GIVEN PASSAGE
════
[RFC PATCH v4 3/3] Documentation: sysfs entries for cgroup.memory.interleave_weights

From: Gregory Price
Date: Wed Nov 08 2023 - 19:25:43 EST


cgroup.memory.interleave_weights is an array of numa node weights
to be used for interleaving when mempolicy utilizes MPOL_F_IL_WEIGHTING.

By default, weights are set to 1, and are only displayed for possible
numa nodes (ones which are or may become online).

Node weights are set individually, and by default are inherited from
the parent cgroup. Inherited weights may be overridden, and overridden
weights may be reverted to inherit from the parent.

Signed-off-by: Gregory Price <gregory.price@xxxxxxxxxxxx>
---
Documentation/admin-guide/cgroup-v2.rst | 45 +++++++++++++++++++
.../admin-guide/mm/numa_memory_policy.rst | 11 +++++
2 files changed, 56 insertions(+)

diff --git a/Documentation/admin-guide/cgroup-v2.rst b/Documentation/admin-guide/cgroup-v2.rst
index b26b5274eaaf..273dbd01a7ec 100644
--- a/Documentation/admin-guide/cgroup-v2.rst
+++ b/Documentation/admin-guide/cgroup-v2.rst
@@ -1640,6 +1640,51 @@ PAGE_SIZE multiple when read back.
Shows pressure stall information for memory. See
:ref:`Documentation/accounting/psi.rst <psi>` for details.

+ memory.interleave_weights
+ An array of weights to be used for the interleave mempolicy.
+
+ By default, weights are set to 1, and are only displayed for
+ possible numa nodes (ones which are or may become online).
+
+ Example::
+
+ cat memory.interleave_weights
+ 0:1,1:1
+
+ Here both nodes 0 and 1 are set to weight 1. Node weights are
+ set individually.
════
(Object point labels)
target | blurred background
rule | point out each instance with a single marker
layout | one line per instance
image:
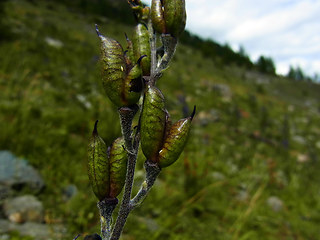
(251, 166)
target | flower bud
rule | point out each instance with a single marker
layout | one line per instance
(153, 120)
(106, 166)
(141, 46)
(175, 141)
(168, 16)
(121, 81)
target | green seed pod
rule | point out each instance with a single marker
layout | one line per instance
(141, 12)
(168, 16)
(141, 46)
(118, 166)
(153, 120)
(175, 16)
(175, 141)
(129, 55)
(98, 165)
(122, 82)
(157, 16)
(107, 167)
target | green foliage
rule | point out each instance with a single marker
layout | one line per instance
(266, 65)
(50, 98)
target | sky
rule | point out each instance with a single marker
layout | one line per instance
(288, 31)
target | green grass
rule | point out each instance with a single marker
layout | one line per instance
(50, 98)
════
OBJECTIVES
(1) Name each file ending in .rst that the interleave weights patch mentions, listing each one once.
(2) Pick up the interleave weights patch after its last sentence and continue writing it.

SET OF ANSWERS
(1)
cgroup-v2.rst
numa_memory_policy.rst
psi.rst

(2)
+
+ Example::
+
+ echo "0:3" > memory.interleave_weights
+ echo "1:1" > memory.interleave_weights
+
+ Here we set a 3:1 ratio for nodes 0 and 1. Mempolicy will
+ allocate 3 pages on node 0 before allocating 1 page on node 1.
+
+ Child cgroups inherit weights from their parent and may override
+ them or revert back to inheriting the parent weights by writing
+ -1:0 to memory.interleave_weights.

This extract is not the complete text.